• **Task prompt**: Below are the records; copy out every line that holds the word "street".

####

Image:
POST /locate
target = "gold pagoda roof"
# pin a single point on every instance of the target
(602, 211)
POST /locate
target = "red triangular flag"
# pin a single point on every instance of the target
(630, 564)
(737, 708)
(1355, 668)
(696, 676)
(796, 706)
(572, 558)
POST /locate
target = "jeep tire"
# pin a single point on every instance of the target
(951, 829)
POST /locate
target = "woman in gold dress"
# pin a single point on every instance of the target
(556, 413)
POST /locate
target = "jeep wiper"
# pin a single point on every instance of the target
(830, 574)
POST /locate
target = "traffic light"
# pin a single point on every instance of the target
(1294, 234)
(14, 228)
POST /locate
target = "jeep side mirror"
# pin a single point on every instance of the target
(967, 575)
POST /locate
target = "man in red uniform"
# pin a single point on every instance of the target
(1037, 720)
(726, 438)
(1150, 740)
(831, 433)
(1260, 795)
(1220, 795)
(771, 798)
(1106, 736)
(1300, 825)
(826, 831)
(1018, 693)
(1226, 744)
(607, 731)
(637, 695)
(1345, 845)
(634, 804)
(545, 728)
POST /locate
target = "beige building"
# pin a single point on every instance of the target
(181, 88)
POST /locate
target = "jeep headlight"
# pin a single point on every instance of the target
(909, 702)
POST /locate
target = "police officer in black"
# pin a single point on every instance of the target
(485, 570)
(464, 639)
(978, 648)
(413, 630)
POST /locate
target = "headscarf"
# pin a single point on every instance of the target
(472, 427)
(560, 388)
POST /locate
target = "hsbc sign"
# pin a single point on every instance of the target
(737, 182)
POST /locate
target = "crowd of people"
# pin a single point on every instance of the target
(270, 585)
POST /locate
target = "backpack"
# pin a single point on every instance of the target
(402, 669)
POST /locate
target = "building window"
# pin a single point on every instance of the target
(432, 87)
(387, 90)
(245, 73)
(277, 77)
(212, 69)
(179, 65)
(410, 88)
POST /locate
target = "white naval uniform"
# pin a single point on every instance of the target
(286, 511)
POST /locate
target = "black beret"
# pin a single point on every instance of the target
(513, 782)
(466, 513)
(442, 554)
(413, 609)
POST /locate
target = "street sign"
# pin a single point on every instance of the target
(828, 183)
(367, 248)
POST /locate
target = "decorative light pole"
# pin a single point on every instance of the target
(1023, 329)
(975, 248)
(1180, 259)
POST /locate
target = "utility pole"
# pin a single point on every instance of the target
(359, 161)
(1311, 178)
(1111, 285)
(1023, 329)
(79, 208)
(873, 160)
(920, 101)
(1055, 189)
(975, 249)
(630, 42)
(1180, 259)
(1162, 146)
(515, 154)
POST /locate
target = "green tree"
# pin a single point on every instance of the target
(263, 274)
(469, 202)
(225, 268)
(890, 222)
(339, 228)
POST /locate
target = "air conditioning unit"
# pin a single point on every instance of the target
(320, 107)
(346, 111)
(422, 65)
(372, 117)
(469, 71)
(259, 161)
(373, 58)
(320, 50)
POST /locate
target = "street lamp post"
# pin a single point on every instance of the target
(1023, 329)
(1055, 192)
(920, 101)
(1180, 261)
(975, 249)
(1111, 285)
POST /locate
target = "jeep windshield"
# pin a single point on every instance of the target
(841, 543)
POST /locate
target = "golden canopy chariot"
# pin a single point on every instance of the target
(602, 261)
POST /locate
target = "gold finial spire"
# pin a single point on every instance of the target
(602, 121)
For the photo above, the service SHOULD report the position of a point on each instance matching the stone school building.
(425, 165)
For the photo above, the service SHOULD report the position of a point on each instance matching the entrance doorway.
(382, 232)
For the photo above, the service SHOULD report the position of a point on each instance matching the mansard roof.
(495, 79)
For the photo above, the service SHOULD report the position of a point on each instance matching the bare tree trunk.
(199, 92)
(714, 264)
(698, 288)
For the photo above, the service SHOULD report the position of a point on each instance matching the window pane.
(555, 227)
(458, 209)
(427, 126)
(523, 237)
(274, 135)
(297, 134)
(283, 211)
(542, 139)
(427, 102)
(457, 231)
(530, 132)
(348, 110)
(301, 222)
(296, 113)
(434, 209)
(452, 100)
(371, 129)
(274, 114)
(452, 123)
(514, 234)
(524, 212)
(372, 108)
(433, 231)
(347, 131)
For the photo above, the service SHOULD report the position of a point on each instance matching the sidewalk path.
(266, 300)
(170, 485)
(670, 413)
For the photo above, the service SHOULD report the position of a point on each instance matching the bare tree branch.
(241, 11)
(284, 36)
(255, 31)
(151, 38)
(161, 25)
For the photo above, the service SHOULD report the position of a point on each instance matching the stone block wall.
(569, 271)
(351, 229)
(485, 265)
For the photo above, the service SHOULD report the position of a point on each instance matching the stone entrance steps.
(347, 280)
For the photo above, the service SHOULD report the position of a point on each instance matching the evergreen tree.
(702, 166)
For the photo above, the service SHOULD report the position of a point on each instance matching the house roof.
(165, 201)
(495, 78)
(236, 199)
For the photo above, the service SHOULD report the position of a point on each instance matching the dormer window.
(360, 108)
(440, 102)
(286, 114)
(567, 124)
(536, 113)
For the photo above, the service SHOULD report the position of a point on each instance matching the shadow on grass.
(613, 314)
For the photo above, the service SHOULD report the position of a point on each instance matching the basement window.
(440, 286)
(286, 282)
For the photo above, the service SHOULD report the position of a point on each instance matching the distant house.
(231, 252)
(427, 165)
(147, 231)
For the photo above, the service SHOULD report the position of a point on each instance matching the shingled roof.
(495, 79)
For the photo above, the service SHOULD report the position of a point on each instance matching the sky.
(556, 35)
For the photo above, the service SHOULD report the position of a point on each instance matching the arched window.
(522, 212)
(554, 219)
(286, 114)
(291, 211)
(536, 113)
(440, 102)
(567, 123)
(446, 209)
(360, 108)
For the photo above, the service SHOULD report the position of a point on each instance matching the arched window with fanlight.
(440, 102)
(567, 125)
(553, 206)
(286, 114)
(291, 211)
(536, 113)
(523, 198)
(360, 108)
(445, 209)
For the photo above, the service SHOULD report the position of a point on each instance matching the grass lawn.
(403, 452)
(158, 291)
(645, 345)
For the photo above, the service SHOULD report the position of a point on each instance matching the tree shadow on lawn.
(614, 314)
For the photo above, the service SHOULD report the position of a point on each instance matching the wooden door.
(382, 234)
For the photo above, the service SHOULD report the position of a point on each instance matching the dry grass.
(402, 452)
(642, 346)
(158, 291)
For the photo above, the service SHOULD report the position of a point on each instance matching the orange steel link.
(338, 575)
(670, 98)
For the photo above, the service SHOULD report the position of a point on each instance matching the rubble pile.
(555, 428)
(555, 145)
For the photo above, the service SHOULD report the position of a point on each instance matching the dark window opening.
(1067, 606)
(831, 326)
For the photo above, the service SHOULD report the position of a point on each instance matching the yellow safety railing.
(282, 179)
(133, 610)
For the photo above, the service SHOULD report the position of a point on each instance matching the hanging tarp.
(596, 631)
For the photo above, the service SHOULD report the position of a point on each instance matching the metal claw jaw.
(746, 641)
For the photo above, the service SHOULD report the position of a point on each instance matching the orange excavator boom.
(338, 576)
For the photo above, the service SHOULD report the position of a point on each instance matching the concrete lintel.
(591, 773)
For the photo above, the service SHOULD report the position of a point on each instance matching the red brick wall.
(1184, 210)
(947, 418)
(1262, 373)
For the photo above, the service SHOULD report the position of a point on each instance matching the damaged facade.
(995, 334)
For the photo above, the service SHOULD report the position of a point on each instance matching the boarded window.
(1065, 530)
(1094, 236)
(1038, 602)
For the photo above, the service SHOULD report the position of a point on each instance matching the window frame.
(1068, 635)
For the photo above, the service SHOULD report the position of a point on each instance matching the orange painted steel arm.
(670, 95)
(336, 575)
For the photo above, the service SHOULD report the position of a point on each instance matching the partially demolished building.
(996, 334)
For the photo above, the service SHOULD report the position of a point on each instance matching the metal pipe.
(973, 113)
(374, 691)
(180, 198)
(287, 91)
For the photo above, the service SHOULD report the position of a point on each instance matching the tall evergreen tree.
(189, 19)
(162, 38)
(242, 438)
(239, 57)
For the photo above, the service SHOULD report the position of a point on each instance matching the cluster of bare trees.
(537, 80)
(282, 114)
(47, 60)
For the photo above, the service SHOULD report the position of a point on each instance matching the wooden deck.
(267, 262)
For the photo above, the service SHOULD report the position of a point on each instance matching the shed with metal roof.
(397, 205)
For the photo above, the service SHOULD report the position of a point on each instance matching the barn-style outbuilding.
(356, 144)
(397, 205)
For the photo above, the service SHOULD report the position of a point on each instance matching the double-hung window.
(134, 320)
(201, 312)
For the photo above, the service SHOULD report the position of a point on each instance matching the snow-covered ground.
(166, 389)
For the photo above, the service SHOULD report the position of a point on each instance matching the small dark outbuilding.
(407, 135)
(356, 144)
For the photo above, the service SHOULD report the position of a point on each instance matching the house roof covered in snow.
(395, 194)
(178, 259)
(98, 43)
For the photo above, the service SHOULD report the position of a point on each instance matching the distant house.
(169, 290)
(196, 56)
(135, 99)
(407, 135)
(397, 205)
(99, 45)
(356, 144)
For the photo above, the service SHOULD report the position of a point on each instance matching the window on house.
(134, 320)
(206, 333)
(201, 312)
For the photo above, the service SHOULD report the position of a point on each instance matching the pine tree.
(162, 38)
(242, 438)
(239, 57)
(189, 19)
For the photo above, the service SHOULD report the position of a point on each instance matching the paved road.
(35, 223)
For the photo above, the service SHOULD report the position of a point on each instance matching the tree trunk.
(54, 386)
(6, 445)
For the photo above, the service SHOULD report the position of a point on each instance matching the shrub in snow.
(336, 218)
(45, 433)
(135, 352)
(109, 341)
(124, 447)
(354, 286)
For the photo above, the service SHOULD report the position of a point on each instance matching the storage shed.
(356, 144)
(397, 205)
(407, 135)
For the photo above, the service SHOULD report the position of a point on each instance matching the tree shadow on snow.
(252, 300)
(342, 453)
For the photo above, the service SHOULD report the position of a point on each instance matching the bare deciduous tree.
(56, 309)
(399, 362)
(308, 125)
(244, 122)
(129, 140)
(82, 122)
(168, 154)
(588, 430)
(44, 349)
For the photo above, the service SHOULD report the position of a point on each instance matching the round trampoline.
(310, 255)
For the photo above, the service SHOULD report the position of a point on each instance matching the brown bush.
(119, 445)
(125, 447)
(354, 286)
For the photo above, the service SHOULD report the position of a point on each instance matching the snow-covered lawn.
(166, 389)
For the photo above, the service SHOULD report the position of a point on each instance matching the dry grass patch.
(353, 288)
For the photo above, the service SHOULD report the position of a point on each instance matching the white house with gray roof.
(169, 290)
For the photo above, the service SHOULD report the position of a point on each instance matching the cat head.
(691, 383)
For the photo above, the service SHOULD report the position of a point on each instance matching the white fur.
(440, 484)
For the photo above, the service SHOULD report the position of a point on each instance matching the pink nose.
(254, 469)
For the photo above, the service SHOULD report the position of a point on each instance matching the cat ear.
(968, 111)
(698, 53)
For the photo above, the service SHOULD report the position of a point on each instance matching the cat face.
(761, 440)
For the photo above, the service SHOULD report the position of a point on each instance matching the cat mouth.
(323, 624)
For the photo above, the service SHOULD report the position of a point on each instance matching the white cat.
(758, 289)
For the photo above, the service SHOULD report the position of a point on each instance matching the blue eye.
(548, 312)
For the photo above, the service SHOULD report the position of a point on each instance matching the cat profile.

####

• **The completed task**:
target = "street sign"
target = "street lamp post"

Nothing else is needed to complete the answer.